= Beginning of Section =

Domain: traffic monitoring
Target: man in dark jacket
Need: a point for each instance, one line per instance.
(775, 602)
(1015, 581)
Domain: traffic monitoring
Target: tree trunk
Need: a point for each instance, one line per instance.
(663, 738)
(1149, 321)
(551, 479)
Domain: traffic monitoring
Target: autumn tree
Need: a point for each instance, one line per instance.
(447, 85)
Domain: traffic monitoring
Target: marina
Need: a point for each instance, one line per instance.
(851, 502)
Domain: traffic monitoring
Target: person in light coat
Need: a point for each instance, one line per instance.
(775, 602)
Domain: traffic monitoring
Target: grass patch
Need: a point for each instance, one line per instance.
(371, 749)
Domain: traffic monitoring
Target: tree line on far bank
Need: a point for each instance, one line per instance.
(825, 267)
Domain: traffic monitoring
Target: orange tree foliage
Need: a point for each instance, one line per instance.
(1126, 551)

= End of Section =
= Beginning of Section =

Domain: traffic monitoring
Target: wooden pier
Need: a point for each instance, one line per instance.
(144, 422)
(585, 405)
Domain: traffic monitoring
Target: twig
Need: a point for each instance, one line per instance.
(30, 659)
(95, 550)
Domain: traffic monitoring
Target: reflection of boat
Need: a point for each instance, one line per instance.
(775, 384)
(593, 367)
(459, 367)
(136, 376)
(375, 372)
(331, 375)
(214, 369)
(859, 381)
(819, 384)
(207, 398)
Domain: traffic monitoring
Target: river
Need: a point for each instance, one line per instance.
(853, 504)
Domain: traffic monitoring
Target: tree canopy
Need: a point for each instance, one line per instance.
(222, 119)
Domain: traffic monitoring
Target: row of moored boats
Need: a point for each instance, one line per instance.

= End of Section =
= Beginning of Section =

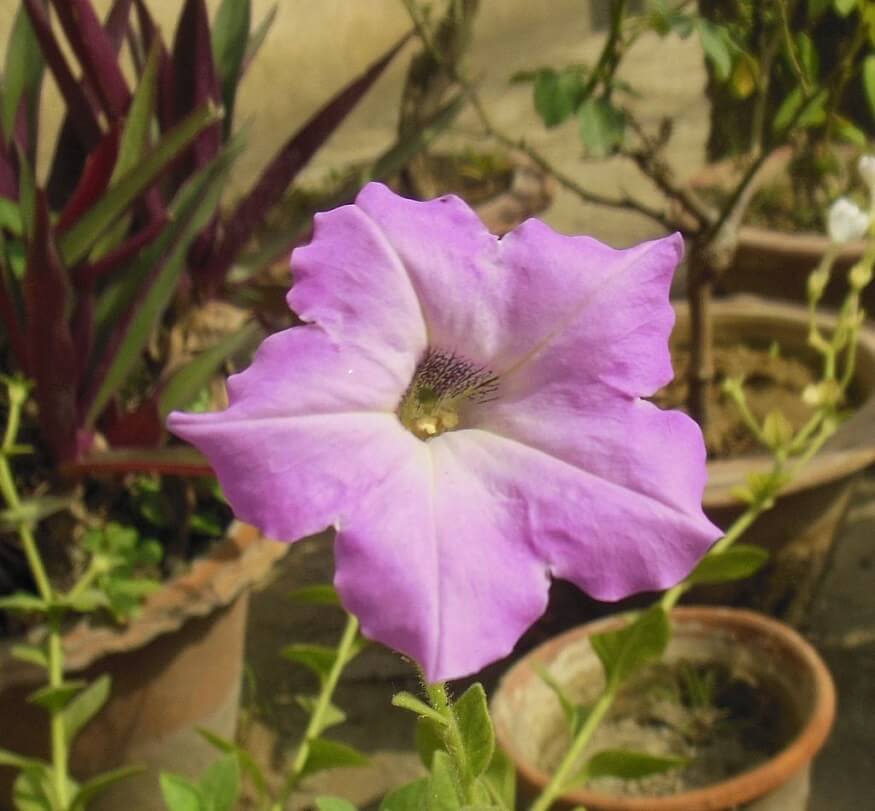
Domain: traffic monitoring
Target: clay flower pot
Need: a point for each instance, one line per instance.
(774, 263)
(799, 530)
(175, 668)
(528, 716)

= End of Section =

> Task goal:
Would you count the lines in the data that contain the word "tree" and state only the number?

> Solution below:
5